◆ EXCERTO
-*-

Nas correspondencias familiares não se
exige esta formalidade.
Corpo da Carta
Seria grande incivilidade, especialmente
em uma carta de ceremonia, usar de breves, raspar palavas, ou pôr
entrelinhas.
A polidez tambem exige, que se deixe á
esquerda do papel uma margem larga em branco. Todavia nas cartas
familiares, ou de egual para egual, é dispensavel esta formalidade.
No corpo da carta deve usar-se sem
affectação do titulo ou tratamento devido á pessoa a quem se
escreve.
Assim é que diremos:
Ao papa – Vossa Santidade.
Ao rei e à rainha – Vossa
Magestade.
Ao patriarcha – Vossa Eminencia.
Aos bispos, arcebispos, fidalgos,
titulares, pares do reino, etc. – Vossa Excellencia.
Ás mais pessoas, como atraz dito –
Vossa Senhoria.
Nas cartas de formalidade e ceremonia
devem evitar-se as interrogações; mas se as fizermos será sempre
de um modo respeitoso.
Finais das Cartas
Como são muitas e variadas as maneiras
de rematar uma carta, transcreveremos aqui, para maior facilidade, as
formulas mais usadas, em cujo emprego (escusado seria repetil-o)
devemos sempre ter em vista quaes as relações que temos com a
pessoa a que nos dirigimos:
Sou com o mais profundo
respeito
De V. Excellencia
Attento venerador e criado.

-*-

◆ DADOS FORNECIDOS
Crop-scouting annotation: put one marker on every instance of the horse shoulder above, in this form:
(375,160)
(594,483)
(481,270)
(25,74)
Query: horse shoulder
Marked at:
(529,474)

-*-

◆ INSTRUÇÕES DO EXERCÍCIO
Transcreva do excerto sobre a escrita de cartas o trecho entre "Nas correspondencias familiares" e "entrelinhas.", inclusive.

◆ RESULTADO CORRETO
Nas correspondencias familiares não se
exige esta formalidade.
Corpo da Carta
Seria grande incivilidade, especialmente
em uma carta de ceremonia, usar de breves, raspar palavas, ou pôr
entrelinhas.